## WHAT IS BEING ASKED
Nothing in the records may be left out or altered; reproduce them all exactly.

## Natural-language object grounding data
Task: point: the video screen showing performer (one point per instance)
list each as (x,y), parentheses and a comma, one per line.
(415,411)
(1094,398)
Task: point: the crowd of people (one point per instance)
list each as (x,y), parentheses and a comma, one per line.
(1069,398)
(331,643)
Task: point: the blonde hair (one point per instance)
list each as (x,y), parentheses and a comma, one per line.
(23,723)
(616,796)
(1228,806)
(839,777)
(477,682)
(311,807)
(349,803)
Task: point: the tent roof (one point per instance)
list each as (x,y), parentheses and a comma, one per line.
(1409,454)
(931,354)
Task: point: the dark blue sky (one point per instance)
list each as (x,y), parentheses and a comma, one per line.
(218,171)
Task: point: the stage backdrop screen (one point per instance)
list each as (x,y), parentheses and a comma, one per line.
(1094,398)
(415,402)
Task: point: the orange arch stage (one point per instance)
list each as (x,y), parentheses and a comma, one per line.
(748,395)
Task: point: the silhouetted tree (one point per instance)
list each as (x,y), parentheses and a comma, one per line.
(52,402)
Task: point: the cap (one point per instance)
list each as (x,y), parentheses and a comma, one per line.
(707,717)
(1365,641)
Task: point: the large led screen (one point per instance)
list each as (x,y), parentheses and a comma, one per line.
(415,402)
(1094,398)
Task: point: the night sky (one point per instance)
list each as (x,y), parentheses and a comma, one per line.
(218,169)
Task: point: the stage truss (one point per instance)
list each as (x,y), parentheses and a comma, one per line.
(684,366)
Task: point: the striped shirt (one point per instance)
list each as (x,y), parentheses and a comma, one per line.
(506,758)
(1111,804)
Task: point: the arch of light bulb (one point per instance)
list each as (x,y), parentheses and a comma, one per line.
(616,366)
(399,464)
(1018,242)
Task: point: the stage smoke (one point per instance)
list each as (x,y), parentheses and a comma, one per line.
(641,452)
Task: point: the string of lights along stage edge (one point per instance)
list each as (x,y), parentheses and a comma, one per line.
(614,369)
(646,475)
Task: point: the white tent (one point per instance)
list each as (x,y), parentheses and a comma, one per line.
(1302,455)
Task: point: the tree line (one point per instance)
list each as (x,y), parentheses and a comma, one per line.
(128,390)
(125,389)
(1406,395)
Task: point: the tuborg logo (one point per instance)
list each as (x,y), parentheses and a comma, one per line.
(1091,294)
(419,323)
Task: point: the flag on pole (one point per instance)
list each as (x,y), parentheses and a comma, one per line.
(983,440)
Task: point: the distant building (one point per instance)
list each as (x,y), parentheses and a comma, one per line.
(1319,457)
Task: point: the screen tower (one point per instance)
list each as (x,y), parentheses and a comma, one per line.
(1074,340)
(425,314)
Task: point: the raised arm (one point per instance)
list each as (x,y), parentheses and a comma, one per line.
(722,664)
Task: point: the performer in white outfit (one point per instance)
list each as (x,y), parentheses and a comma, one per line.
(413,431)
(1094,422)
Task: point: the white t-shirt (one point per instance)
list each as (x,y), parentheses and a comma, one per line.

## RESPONSE BELOW
Task: point: the video screen showing performer (one point per instance)
list each as (x,y), parentheses and a comma, one per line.
(415,411)
(1094,398)
Task: point: the crowd of people (one point per instance)
list each as (x,y), parentheses and a comma, one per line.
(1069,398)
(331,643)
Task: point: the blonde hair (one point per instance)
list each as (x,y), parentheses and a comma, one per line.
(23,723)
(616,796)
(1228,806)
(839,777)
(477,682)
(311,807)
(349,803)
Task: point: the tent roof (one point per instance)
list each as (x,y), parentheses and a comma, one per line.
(1409,454)
(931,354)
Task: point: the dark blue sky (one point per instance)
list each as (x,y), parentheses and a comma, one per line.
(218,171)
Task: point: the stage backdrop screen (one point per instance)
list each as (x,y), parentheses and a comma, one per line.
(1094,398)
(415,402)
Task: point: the orange arch stage (one point per instance)
list each as (x,y), parentheses and a comma, one per line.
(748,395)
Task: point: the silhouetted tree (one point per instance)
list each as (x,y), parentheses and a comma, one per line.
(52,402)
Task: point: the cap (one point per instance)
list each as (x,y), parentheses and a comma, one per line.
(707,717)
(1365,641)
Task: point: the large led screen (one point per instance)
list each as (x,y), parentheses and a comma, one per line.
(415,402)
(1094,398)
Task: point: the night sky (one point per instance)
list each as (x,y), parentheses and a comma, one per line.
(218,169)
Task: point: the stage truss (one point per instance)
list each as (x,y), parentheses and a comma, one per line.
(684,366)
Task: point: the striped shirt (one point per instance)
list each as (x,y), parentheses and a comma, one per line.
(506,758)
(1111,804)
Task: point: the arch of light bulb (one point per instance)
list each as (x,y), parentheses and a comma, one per line.
(616,366)
(399,464)
(1018,242)
Task: point: the stage smoke (one point per instance)
list each as (x,y), parentheses and a comma, one per line.
(641,452)
Task: point: the string of lights along stage edge (one point per instance)
list each as (x,y), parentheses and a comma, one per line.
(614,369)
(646,475)
Task: point: the white tent (one point per instance)
list each as (x,y), parentheses and a comma, one per line.
(1302,455)
Task: point: the tree line (one point per instance)
list each as (x,y), parentheses and a comma, one per line.
(128,390)
(125,389)
(1406,395)
Task: point: the tuborg logo (one point per instance)
list each as (x,y), parentheses and a comma, one per line.
(1091,294)
(419,323)
Task: point: the flag on pole (one point per instance)
list each as (x,y), parentheses and a comma, one per line.
(983,440)
Task: point: the distant building (one point per instance)
list each as (x,y), parentheses and a comma, one per line.
(1319,457)
Task: point: the screen tower (one point per instance)
list each as (x,y), parentheses and a comma, one per line.
(1074,340)
(425,314)
Task: point: the raised arm (one point per instance)
list each as (x,y), parentheses and a comma, one per line.
(722,664)
Task: point: the performer in white outfit (one point per instance)
list each as (x,y), parentheses and a comma, one per line.
(413,431)
(1094,422)
Task: point: the white t-shirt (one point per instance)
list each as (x,y), parentheses and a comma, one per line.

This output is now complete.